§ **TRY IT**
Which lines in the records below contain the word "written"? Report each of them.

━━━━━ DATA FOR ANALYSIS ━━━━━

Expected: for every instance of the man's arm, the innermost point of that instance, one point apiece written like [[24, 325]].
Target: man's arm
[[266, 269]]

━━━━━
━━━━━ DATA FOR ANALYSIS ━━━━━

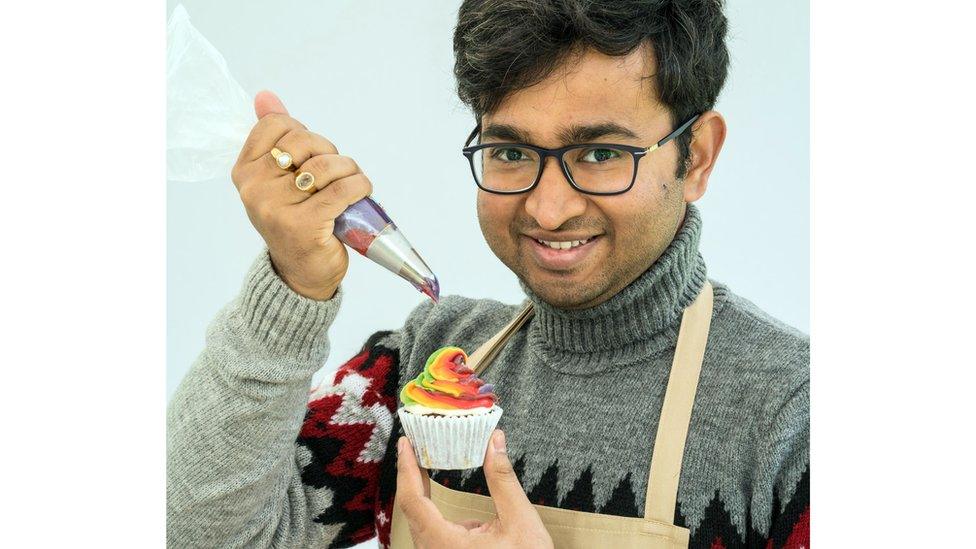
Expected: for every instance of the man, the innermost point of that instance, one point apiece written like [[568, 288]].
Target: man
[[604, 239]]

━━━━━

§ **COMPLETED TASK**
Expected: for every instance of the man's arm, the innermost point of that instance, one point apiece written like [[24, 325]].
Expected: for every instance of the man, the innermost point of that instance, one point apiece written like [[568, 288]].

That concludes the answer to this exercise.